* **What to work on**
a) According to the parser guide, what does the try/except block in the parsing function keep Spark from doing?
b) Reproduce a passage of the parser guide word for word. Begin at the words "3. Add your" and stop after "file_bytes = file.read()".
c) Extend the guide to adding a custom parser by writing the part that comes next after its last line.

* **Text provided**
--- --- ---
Implementing a custom parser/chunker#

This project is structured to facilitate the addition of custom parsers or chunkers to the data preparation pipeline.

Add a new parser#

Suppose you want to incorporate a new parser using the PyMuPDF library to transform parsed text into Markdown format. Follow these steps:

  1. Install the required dependencies by adding the following code to the parser_library notebook in the single_fix or multiple_fix directory:

    # Dependencies for PyMuPdf
    %pip install pymupdf pymupdf4llm
    
  2. In the parser_library notebook in the single_fix or multiple_fix directory, add a new section for the PyMuPdfMarkdown parser and implement the parsing function:

    import fitz
    import pymupdf4llm
    
    def parse_bytes_pymupdfmarkdown(
        raw_doc_contents_bytes: bytes,
    ) -> ParserReturnValue:
        try:
            pdf_doc = fitz.Document(stream=raw_doc_contents_bytes, filetype="pdf")
            md_text = pymupdf4llm.to_markdown(pdf_doc)
    
            output = {
                "num_pages": str(pdf_doc.page_count),
                "parsed_content": md_text.strip(),
            }
    
            return {
                OUTPUT_FIELD_NAME: output,
                STATUS_FIELD_NAME: "SUCCESS",
            }
        except Exception as e:
            warnings.warn(f"Exception {e} has been thrown during parsing")
            return {
                OUTPUT_FIELD_NAME: {"num_pages": "", "parsed_content": ""},
                STATUS_FIELD_NAME: f"ERROR: {e}",
            }
    

    Ensure the output of the function complies with the ParserReturnValue class defined at the beginning of the notebook. This ensures compatibility with Spark UDFs. The try/except block prevents Spark from failing the entire parsing job due to errors in individual documents when applying the parser as a UDF in 02_parse_docs notebook in the single_fix or multiple_fix directory. This notebook will check if parsing failed for any document, quarantine the corresponding rows and raise a warning.

  3. Add your new parsing function to the parser_factory in the parser_library notebook in the single_fix or multiple_fix directory to make it configurable in the pipeline_config of the 00_config notebook.

  4. In the 02_parse_docs notebook, parser functions are turned into Spark Python UDFs (arrow-optimized for DBR >= 14.0) and applied to the dataframe containing the new binary PDF files. For testing and development, add a simple testing function to the parser_library notebook that loads the test-document.pdf file and asserts successful parsing:

    with open("./test_data/test-document.pdf", "rb") as file:
        file_bytes = file.read()
        test_result_pymupdfmarkdown = parse_bytes_pymupdfmarkdown(file_bytes)
--- --- ---
* **Information supplied**
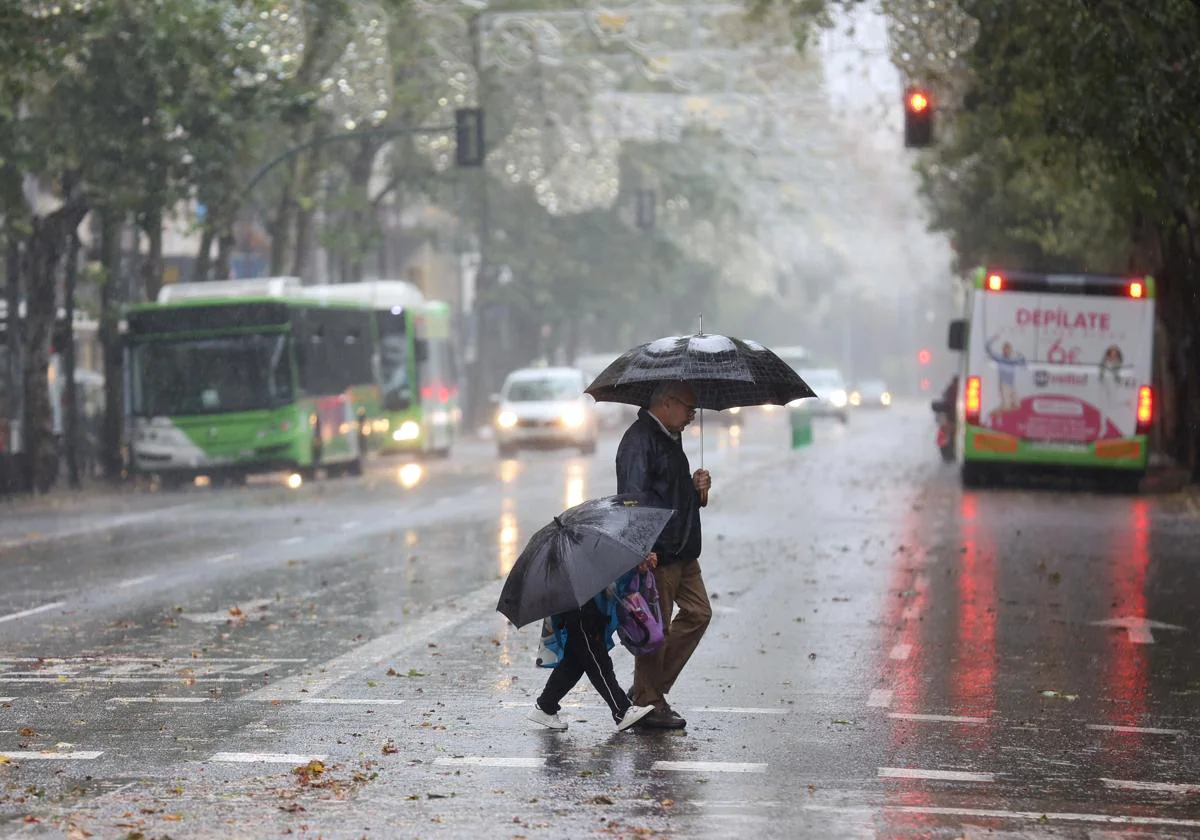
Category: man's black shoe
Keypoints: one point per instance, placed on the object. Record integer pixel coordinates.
(661, 719)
--- --- ---
* **Responses to the exercise**
a) It keeps Spark from failing the entire parsing job because of errors in individual documents when the parser is applied as a UDF.

b)
3. Add your new parsing function to the parser_factory in the parser_library notebook in the single_fix or multiple_fix directory to make it configurable in the pipeline_config of the 00_config notebook.

  4. In the 02_parse_docs notebook, parser functions are turned into Spark Python UDFs (arrow-optimized for DBR >= 14.0) and applied to the dataframe containing the new binary PDF files. For testing and development, add a simple testing function to the parser_library notebook that loads the test-document.pdf file and asserts successful parsing:

    with open("./test_data/test-document.pdf", "rb") as file:
        file_bytes = file.read()

c)
    
    assert test_result_pymupdfmarkdown[STATUS_FIELD_NAME] == "SUCCESS"
    

Add a New Chunker#

The process for adding a new chunker follows similar steps to those explained above for a new parser.

  1. Add the required dependencies in the chunker_library notebook.

  2. Add a new section for your chunker and implement a function, e.g., chunk_parsed_content_newchunkername. The output of the new chunker function must be a Python dictionary that complies with the ChunkerReturnValue class defined at the beginning of the chunker_library notebook. The function should accept at least a string of the parsed text to be chunked. If your chunker requires additional parameters, you can add them as function parameters.

  3. Add your new chunker to the chunker_factory function defined in the chunker_library notebook. If your function accepts additional parameters, use functools’ partial to pre-configure them. This is necessary because UDFs only accept one input parameter, which will be the parsed text in our case. The chunker_factory enables you to configure different chunker methods in the pipeline_config and returns a Spark Python UDF (optimized for DBR >= 14.0).

  4. Add a simple testing section for your new chunking function. This section should chunk a predefined text provided as a string.

Performance Tuning#

Spark utilizes partitions to parallelize processing. Data is divided into chunks of rows, and each partition is processed by a single core by default. However, when data is initially read by Apache Spark, it may not create partitions optimized for the desired computation, particularly for our UDFs performing parsing and chunking tasks. It’s crucial to strike a balance between creating partitions that are small enough for efficient parallelization and not so small that the overhead of managing them outweighs the benefits.

You can adjust the number of partitions using df.repartitions(<number of partitions>). When applying UDFs, aim for a multiple of the number of cores available on the worker nodes. For instance, in the 02_parse_docs notebook, you could include df_raw_bronze = df_raw_bronze.repartition(2*sc.defaultParallelism) to create twice as many partitions as the number of available worker cores. Typically, a multiple between 1 and 3 should yield satisfactory performance.

Running the pipeline manually#

Alternatively, you can run each individual Notebook step-by-step:

  1. Load the raw files using the 01_load_files notebook. This saves each document binary as one record in a bronze table (raw_files_table_name) defined in the destination_tables_config. Files are loaded incrementally, processing only new documents since the last run.

  2. Parse the documents with the 02_parse_docs notebook. This notebook executes the parser_library notebook (ensure to run this as the first cell to restart Python), making different parsers and related utilities available. It then uses the specified parser in the pipeline_config to parse each document into plain text.

As an example, relevant metadata like the number of pages of the original PDF alongside the parsed text is captured. Successfully parsed documents are stored in a silver table (parsed_docs_table_name), while any unparsed documents are quarantined into a corresponding table.

  1. Chunk the parsed documents using the 03_chunk_docs notebook. Similar to parsing, this notebook executes the chunker_library notebook (again, run as the first cell). It splits each parsed document into smaller chunks using the specified chunker from the pipeline_config. Each chunk is assigned a unique ID using an MD5 hash, necessary for synchronization with the vector search index. The final chunks are loaded into a gold table (chunked_docs_table_name).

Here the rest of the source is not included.